## INPUT DATA
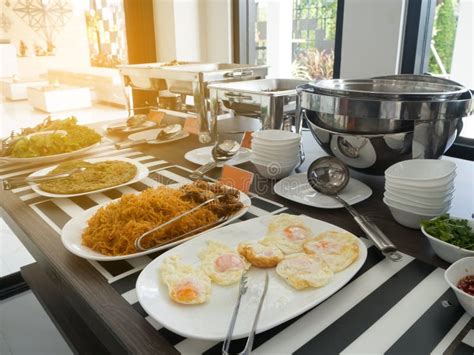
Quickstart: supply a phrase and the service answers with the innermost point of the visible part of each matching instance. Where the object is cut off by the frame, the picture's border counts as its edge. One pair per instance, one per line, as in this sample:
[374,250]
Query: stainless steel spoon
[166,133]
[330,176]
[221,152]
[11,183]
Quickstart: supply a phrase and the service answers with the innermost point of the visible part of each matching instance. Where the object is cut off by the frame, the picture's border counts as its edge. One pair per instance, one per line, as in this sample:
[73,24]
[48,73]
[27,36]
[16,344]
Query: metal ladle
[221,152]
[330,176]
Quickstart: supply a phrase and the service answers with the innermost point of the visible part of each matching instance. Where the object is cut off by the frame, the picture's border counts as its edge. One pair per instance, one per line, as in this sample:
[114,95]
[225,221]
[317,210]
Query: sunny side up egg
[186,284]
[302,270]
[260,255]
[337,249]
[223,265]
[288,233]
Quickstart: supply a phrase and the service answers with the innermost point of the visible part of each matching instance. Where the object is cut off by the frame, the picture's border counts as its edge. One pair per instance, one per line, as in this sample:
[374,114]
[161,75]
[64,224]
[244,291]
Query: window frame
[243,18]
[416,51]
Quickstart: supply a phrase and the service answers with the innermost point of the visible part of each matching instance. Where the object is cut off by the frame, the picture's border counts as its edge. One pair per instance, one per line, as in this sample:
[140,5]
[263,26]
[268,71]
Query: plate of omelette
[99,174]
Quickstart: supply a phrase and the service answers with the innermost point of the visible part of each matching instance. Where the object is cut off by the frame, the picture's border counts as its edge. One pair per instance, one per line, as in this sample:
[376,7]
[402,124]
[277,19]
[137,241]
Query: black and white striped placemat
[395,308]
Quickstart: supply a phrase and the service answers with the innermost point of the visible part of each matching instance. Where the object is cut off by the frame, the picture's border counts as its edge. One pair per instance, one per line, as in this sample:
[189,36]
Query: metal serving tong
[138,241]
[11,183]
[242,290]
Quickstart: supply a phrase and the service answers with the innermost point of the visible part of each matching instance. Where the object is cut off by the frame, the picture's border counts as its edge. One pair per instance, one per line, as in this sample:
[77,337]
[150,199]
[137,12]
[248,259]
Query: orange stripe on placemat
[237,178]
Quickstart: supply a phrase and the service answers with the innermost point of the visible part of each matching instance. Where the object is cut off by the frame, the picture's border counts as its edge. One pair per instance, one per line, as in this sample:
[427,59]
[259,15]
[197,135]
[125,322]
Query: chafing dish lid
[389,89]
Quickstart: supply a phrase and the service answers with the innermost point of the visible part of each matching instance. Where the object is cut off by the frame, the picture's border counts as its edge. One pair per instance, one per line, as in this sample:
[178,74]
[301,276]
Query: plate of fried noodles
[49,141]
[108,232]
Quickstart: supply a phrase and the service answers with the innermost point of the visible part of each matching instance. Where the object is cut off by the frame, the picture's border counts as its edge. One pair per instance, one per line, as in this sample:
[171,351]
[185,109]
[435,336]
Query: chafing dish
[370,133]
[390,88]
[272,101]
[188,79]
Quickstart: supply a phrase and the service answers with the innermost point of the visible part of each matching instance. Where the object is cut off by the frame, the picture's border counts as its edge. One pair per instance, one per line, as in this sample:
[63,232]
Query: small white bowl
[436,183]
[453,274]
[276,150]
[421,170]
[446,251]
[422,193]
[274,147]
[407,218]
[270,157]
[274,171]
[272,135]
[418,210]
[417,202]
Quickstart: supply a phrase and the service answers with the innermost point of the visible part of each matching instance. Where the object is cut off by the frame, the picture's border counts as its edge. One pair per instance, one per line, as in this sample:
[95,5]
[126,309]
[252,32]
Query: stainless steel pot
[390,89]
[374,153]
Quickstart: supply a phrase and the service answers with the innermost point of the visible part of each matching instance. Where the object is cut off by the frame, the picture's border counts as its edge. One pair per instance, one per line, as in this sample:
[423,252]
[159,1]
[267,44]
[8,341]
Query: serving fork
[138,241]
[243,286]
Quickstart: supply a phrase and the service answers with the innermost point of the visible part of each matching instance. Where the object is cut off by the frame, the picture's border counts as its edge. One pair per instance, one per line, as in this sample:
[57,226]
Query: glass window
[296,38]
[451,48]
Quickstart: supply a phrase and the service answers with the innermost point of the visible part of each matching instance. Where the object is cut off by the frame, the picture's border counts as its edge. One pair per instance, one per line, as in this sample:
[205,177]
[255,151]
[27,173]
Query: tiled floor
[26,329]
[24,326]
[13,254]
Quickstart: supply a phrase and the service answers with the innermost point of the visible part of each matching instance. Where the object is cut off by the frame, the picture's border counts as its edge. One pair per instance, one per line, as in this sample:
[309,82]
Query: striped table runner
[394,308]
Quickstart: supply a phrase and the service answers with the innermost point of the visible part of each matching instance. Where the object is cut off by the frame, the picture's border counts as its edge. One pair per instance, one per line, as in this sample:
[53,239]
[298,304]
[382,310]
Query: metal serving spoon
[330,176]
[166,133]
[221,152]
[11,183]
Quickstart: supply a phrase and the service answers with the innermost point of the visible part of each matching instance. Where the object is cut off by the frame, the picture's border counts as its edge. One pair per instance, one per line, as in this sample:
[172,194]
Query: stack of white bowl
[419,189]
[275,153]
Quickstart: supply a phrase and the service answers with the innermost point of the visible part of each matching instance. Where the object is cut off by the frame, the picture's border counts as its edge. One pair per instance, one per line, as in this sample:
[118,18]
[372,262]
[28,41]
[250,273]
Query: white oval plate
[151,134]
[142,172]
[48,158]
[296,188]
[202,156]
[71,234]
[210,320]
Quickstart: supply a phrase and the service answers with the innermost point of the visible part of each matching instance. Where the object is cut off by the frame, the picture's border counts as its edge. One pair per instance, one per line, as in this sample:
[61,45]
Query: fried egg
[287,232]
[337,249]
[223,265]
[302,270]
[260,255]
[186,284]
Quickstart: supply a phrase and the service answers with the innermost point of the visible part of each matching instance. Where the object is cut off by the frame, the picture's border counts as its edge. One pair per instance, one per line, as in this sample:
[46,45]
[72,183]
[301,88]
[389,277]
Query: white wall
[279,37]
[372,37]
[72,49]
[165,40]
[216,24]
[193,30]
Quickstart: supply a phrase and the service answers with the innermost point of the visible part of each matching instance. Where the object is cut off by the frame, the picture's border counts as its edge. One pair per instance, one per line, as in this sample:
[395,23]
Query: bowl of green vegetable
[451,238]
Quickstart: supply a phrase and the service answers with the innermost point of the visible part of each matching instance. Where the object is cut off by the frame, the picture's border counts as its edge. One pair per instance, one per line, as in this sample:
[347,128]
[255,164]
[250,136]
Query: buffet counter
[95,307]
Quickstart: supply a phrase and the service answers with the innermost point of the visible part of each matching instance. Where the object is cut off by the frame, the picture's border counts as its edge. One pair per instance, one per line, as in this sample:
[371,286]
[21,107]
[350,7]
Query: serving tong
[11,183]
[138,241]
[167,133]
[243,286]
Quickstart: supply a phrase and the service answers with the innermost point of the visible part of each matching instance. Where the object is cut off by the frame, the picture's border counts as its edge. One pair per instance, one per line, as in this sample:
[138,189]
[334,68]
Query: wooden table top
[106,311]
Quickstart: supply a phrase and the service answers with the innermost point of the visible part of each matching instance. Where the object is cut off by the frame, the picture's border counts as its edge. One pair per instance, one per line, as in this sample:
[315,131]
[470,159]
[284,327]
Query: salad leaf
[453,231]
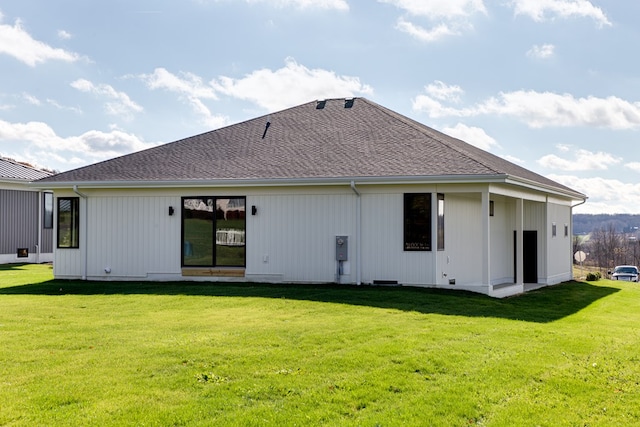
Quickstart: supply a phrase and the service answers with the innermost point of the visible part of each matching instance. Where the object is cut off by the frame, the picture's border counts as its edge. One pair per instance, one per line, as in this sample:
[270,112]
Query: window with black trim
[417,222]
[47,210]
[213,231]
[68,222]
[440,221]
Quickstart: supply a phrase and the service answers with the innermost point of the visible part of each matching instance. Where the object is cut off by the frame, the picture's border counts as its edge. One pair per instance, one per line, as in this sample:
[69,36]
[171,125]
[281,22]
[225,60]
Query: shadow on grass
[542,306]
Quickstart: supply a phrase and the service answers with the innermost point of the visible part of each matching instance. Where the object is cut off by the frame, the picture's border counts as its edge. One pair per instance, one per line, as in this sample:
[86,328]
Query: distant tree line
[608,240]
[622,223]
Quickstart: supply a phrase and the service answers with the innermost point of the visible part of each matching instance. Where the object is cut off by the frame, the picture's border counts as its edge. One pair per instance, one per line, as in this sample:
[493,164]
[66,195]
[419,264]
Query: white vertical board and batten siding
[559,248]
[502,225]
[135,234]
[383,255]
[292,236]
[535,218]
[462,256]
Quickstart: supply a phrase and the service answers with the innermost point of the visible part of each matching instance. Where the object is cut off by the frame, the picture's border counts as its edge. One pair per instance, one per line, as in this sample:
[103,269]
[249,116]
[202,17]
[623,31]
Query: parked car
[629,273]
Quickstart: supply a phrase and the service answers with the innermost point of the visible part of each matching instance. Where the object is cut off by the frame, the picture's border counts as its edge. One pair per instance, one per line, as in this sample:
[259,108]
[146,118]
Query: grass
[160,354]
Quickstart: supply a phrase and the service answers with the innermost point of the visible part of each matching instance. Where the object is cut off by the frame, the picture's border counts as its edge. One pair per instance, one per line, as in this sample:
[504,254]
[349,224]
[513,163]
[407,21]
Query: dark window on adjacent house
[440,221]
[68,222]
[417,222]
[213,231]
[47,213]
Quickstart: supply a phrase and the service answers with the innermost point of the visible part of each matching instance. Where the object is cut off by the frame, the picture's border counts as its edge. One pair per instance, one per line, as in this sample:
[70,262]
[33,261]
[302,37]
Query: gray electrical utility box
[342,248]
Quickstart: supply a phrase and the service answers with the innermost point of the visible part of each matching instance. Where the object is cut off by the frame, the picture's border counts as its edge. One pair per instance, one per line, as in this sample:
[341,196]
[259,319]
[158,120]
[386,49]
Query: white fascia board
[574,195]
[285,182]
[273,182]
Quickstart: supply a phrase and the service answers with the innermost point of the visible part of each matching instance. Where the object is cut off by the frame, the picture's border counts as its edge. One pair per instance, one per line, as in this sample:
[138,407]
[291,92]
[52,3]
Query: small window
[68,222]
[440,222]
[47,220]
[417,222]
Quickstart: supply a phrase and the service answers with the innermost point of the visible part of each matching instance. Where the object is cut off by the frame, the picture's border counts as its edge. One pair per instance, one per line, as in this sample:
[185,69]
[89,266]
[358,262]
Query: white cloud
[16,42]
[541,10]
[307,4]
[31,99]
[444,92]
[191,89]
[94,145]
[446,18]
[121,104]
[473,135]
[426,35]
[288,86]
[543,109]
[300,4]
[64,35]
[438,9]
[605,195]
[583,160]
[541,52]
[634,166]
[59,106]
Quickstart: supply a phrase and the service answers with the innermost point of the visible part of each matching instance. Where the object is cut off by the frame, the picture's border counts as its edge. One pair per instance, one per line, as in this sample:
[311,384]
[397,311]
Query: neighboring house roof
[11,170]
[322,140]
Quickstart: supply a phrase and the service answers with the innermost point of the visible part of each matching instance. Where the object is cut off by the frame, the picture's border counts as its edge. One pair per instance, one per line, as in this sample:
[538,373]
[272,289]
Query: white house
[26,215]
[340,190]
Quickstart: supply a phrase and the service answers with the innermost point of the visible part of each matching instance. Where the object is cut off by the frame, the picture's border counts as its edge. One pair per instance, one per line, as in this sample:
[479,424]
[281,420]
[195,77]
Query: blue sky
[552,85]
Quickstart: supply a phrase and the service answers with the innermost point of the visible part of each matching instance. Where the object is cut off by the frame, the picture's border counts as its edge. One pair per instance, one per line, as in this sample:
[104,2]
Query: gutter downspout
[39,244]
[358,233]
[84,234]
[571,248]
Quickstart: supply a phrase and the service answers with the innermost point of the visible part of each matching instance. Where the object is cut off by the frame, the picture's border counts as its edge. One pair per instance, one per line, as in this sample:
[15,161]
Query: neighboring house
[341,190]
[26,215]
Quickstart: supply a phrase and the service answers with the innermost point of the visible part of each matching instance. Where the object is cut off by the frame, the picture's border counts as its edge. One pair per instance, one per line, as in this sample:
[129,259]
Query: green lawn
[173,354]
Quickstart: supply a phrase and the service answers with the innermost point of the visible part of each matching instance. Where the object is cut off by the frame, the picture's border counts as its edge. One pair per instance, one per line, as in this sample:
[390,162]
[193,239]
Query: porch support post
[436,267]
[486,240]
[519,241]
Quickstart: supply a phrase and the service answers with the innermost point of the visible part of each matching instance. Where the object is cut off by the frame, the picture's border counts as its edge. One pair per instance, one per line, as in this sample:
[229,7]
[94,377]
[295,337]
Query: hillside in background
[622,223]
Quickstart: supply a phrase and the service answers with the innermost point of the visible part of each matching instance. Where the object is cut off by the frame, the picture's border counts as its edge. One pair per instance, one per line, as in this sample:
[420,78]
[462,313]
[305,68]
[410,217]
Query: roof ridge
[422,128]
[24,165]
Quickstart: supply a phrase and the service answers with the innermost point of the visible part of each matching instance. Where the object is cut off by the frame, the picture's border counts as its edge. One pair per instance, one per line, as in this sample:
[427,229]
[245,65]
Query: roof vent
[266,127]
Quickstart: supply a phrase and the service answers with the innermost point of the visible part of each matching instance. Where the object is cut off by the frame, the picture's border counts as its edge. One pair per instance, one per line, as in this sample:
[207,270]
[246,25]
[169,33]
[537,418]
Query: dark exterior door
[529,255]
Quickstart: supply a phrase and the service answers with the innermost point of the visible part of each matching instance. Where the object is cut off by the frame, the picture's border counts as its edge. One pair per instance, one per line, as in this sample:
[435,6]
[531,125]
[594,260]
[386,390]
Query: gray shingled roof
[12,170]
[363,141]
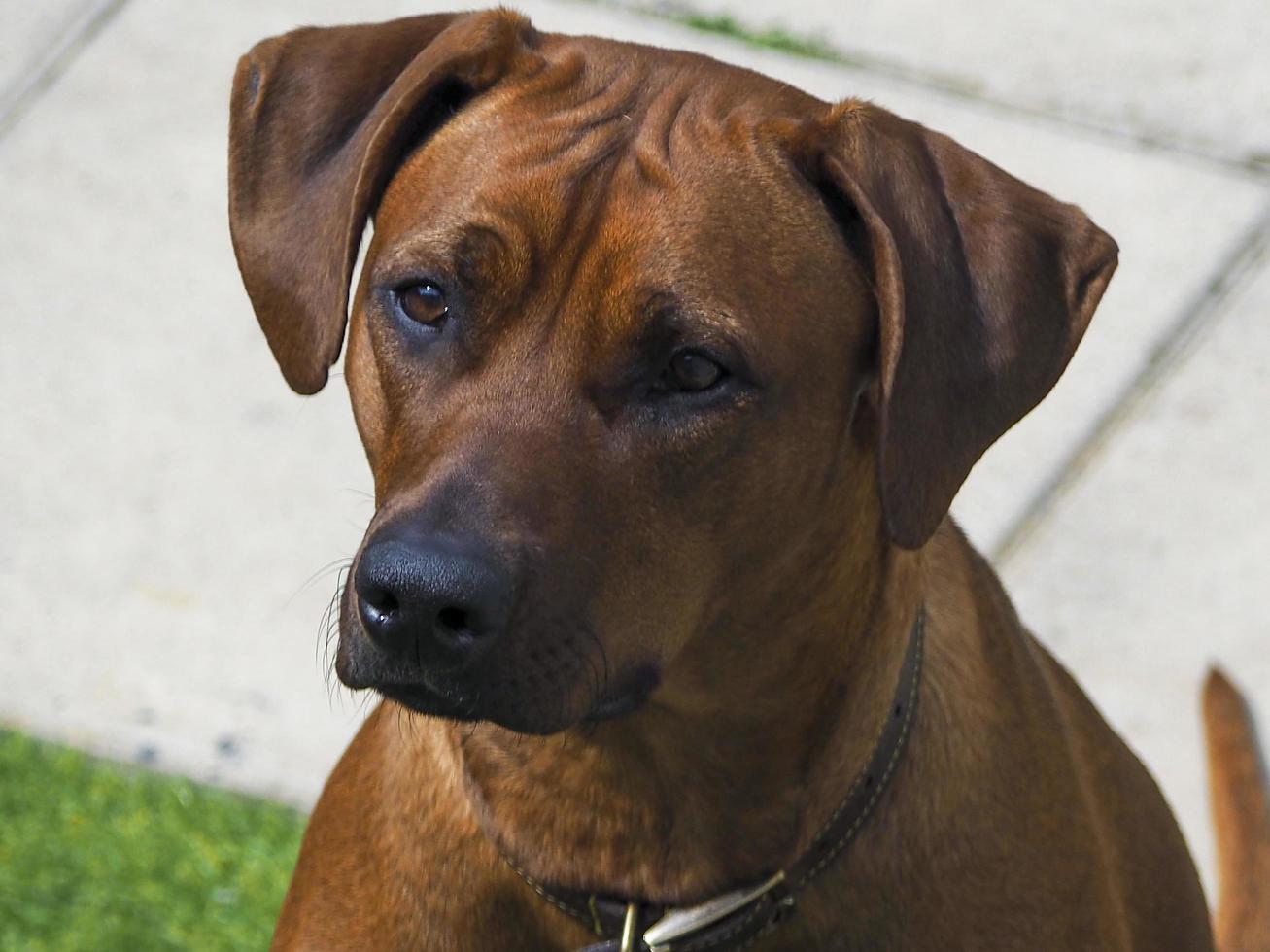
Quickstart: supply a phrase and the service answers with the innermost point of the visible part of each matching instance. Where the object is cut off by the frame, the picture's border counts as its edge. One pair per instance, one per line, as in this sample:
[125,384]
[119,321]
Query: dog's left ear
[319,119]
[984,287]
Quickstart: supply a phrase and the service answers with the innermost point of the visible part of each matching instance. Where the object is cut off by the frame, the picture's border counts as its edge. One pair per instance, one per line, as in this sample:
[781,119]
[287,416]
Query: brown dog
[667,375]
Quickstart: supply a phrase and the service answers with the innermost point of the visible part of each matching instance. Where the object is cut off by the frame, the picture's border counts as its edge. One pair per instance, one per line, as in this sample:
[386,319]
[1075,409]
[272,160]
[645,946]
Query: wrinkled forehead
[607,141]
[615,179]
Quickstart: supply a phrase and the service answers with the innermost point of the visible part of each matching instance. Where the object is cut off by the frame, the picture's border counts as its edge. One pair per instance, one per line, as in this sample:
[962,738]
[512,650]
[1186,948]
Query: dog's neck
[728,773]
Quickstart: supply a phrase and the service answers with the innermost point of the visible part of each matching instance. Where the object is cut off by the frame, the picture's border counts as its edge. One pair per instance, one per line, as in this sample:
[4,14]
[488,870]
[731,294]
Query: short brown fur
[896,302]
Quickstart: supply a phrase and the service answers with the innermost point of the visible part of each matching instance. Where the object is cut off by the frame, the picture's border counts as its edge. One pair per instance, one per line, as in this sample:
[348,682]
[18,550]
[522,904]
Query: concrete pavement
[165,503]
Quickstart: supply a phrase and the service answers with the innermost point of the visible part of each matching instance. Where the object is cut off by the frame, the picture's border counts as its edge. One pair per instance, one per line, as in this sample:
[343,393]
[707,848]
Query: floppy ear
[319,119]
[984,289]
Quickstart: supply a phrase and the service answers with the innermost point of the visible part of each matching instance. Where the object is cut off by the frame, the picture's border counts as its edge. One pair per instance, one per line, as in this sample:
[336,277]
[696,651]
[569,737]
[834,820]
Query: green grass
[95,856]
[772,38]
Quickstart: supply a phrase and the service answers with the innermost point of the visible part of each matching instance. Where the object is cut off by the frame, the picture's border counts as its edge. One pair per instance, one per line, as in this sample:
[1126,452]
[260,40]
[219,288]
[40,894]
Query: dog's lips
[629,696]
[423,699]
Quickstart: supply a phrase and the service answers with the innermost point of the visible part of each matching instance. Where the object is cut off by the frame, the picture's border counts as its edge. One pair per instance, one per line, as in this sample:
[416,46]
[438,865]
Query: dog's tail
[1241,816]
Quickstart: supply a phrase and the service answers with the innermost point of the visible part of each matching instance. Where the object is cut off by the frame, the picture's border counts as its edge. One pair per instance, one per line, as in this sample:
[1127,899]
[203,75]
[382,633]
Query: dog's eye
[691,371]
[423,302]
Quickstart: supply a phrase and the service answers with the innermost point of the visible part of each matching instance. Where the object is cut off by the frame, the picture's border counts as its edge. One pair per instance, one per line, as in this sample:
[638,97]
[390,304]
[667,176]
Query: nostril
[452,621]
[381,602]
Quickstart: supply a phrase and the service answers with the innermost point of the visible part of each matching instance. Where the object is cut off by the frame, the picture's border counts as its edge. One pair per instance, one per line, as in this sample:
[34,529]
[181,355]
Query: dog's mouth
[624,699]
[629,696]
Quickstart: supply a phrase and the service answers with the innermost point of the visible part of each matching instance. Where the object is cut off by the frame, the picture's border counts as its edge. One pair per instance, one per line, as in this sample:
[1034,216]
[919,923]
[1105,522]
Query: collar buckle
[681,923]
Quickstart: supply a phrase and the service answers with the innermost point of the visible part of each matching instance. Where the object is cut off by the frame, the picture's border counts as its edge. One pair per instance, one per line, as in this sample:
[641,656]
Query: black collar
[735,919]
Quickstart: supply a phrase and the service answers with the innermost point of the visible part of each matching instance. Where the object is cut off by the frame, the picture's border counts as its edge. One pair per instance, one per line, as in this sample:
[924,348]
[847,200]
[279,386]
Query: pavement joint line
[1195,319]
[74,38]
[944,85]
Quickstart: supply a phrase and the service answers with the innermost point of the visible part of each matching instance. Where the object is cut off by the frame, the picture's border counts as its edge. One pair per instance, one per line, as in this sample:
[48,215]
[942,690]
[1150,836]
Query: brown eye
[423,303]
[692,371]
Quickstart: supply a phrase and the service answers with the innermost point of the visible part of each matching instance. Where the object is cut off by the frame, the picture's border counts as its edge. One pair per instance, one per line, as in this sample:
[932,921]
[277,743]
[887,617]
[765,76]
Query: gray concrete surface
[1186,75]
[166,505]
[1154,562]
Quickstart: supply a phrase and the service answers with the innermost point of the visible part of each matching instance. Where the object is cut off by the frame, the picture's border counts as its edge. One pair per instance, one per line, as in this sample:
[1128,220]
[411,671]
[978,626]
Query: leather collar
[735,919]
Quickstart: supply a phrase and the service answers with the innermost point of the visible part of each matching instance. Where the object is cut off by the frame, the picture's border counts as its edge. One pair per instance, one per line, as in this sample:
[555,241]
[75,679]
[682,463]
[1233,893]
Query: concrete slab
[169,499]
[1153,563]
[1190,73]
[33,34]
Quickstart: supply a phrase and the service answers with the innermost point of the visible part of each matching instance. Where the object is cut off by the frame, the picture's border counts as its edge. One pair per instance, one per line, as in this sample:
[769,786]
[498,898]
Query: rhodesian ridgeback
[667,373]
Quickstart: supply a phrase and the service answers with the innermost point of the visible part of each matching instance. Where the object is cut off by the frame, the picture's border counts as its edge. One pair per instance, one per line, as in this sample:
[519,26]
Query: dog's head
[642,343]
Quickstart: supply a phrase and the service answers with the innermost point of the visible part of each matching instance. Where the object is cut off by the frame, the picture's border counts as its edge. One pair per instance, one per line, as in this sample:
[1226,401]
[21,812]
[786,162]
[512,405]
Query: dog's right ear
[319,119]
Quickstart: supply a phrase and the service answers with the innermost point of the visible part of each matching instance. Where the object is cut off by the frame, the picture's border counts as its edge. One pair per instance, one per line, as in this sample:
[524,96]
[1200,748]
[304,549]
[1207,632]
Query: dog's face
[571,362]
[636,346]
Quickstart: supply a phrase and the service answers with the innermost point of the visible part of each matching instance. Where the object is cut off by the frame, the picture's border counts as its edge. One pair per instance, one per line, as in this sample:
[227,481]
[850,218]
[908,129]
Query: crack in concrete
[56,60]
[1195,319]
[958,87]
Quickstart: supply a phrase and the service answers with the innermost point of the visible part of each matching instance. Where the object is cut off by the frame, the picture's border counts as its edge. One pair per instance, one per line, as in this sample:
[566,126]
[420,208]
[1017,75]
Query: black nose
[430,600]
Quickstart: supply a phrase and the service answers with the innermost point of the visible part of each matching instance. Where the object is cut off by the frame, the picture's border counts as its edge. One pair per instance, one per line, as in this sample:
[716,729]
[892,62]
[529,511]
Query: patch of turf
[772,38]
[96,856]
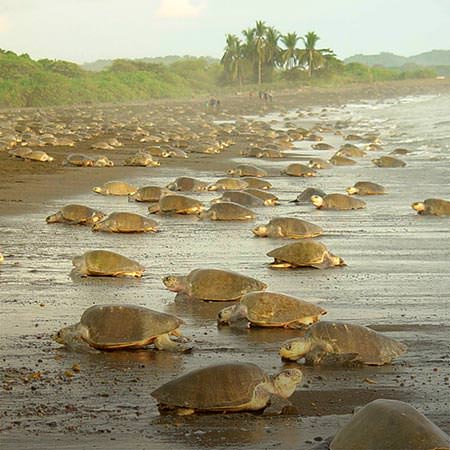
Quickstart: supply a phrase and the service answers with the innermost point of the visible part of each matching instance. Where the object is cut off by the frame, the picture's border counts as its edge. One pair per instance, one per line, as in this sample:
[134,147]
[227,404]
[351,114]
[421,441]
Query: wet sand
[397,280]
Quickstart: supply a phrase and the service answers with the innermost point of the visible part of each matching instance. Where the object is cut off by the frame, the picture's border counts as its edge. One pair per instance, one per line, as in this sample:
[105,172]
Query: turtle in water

## TASK
Pick out every line of the rows above that contains the word "concrete", and copy each one. Case counts.

## FULL ANSWER
Query: concrete pavement
Query: gray concrete surface
Query: concrete slab
Query: crack in concrete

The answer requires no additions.